- **Given exercise**
Find every line in the entries below that contains the word "swirled", and copy each of those lines.

____________

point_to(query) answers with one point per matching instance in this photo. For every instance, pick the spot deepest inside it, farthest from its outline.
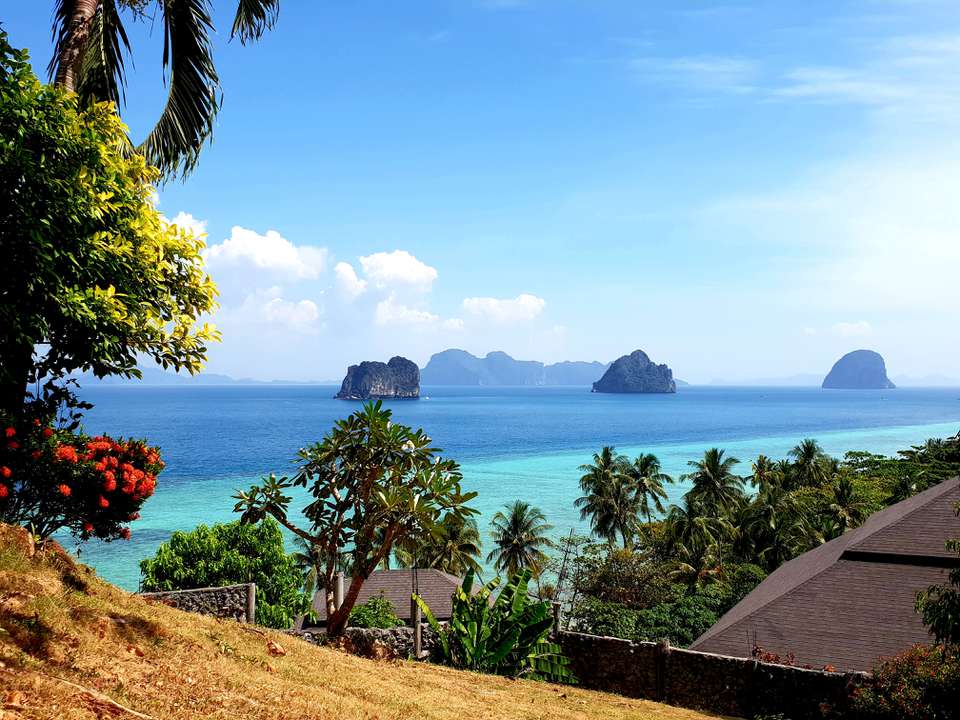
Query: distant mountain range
(458, 367)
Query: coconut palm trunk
(76, 33)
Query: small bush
(922, 683)
(377, 612)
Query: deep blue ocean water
(512, 442)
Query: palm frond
(253, 18)
(194, 97)
(102, 70)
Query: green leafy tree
(508, 636)
(91, 47)
(94, 277)
(228, 554)
(453, 547)
(520, 539)
(373, 483)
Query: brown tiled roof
(850, 601)
(436, 588)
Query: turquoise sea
(512, 442)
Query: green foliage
(377, 612)
(55, 479)
(228, 554)
(509, 637)
(920, 684)
(374, 484)
(90, 51)
(93, 273)
(940, 604)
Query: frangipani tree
(374, 484)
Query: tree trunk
(71, 51)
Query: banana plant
(506, 637)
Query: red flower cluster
(93, 486)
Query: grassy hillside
(73, 646)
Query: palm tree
(765, 473)
(715, 486)
(847, 508)
(90, 45)
(648, 480)
(452, 547)
(520, 537)
(609, 500)
(811, 465)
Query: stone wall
(234, 602)
(377, 643)
(716, 683)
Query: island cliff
(397, 379)
(458, 367)
(859, 370)
(635, 373)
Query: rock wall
(233, 602)
(715, 683)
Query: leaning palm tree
(715, 486)
(91, 44)
(609, 501)
(811, 465)
(848, 509)
(520, 538)
(648, 481)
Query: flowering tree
(94, 277)
(374, 483)
(59, 480)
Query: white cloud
(701, 72)
(271, 252)
(348, 283)
(387, 269)
(391, 312)
(188, 221)
(852, 329)
(268, 306)
(522, 308)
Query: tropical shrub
(922, 683)
(228, 554)
(377, 612)
(374, 484)
(508, 637)
(55, 479)
(94, 277)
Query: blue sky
(743, 190)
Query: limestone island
(635, 373)
(859, 370)
(398, 379)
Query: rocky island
(398, 379)
(458, 367)
(635, 373)
(859, 370)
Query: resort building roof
(850, 601)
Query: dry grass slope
(73, 646)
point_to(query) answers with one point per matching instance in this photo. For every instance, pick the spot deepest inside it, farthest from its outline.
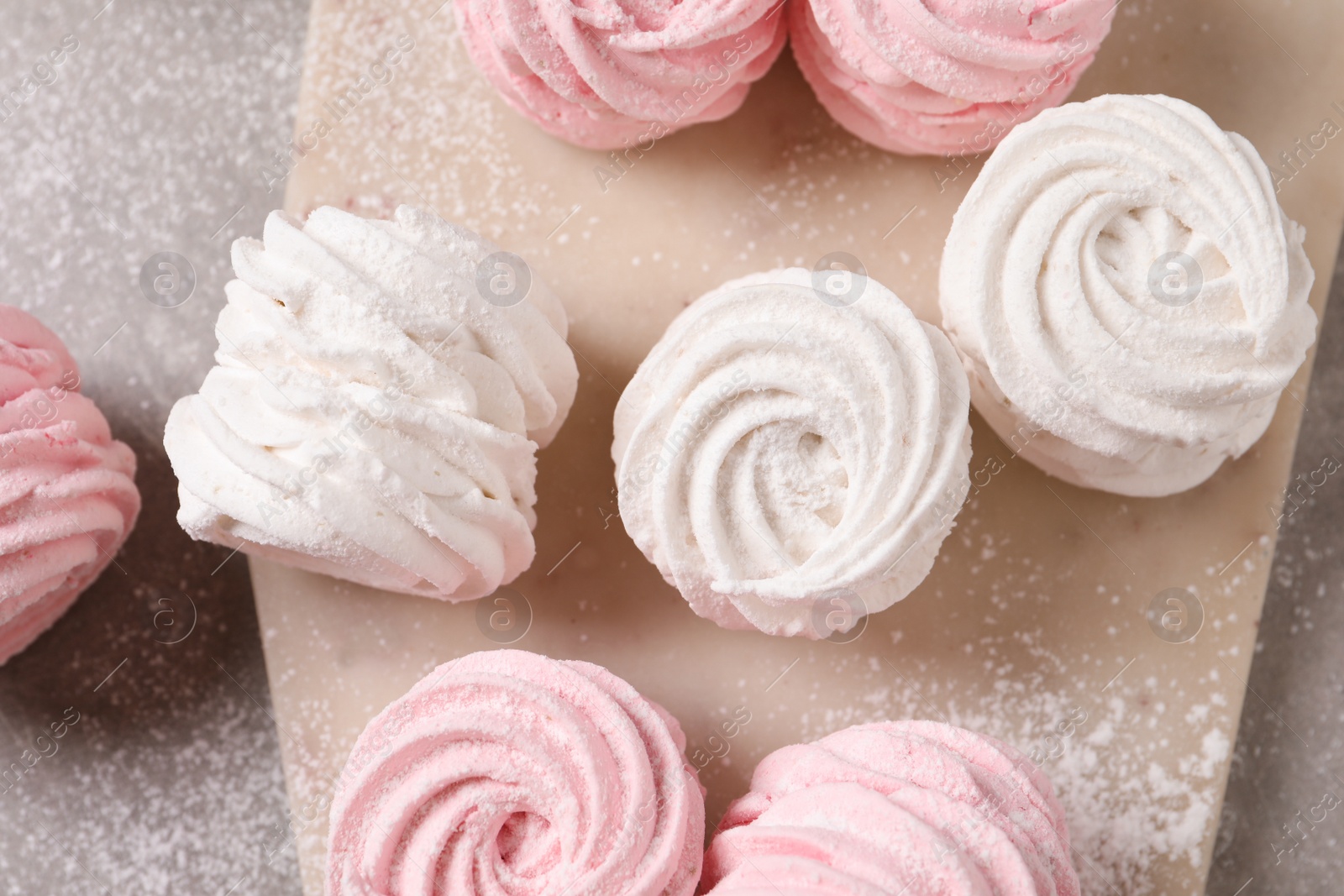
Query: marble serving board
(1034, 625)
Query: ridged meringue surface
(781, 458)
(511, 773)
(66, 486)
(371, 416)
(1126, 295)
(622, 73)
(944, 76)
(913, 808)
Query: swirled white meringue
(780, 457)
(371, 416)
(1126, 295)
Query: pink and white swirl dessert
(510, 773)
(944, 76)
(381, 391)
(66, 486)
(913, 808)
(792, 454)
(1126, 295)
(622, 73)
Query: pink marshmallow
(511, 773)
(911, 808)
(944, 76)
(67, 493)
(622, 73)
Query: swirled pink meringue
(913, 808)
(66, 486)
(507, 773)
(944, 76)
(618, 73)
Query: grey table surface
(151, 137)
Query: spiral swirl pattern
(1126, 295)
(510, 774)
(371, 416)
(911, 808)
(944, 76)
(774, 450)
(67, 488)
(620, 73)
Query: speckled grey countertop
(150, 137)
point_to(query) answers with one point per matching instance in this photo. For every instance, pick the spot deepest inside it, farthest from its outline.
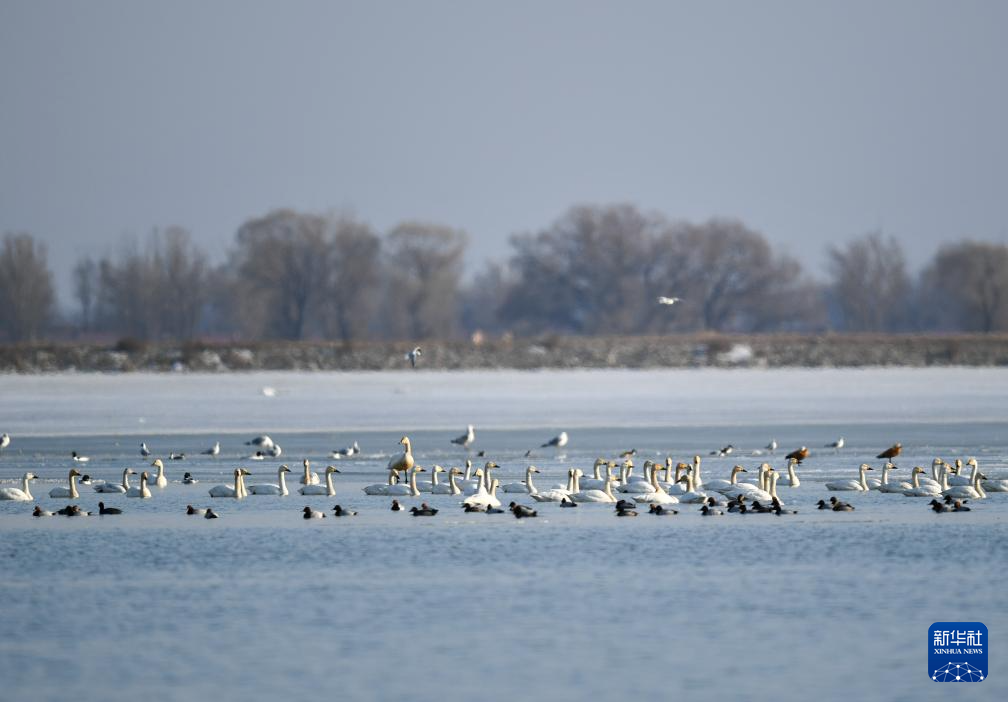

____________

- **Completed exercise**
Query: swirled white meringue
Query: swirled pink meringue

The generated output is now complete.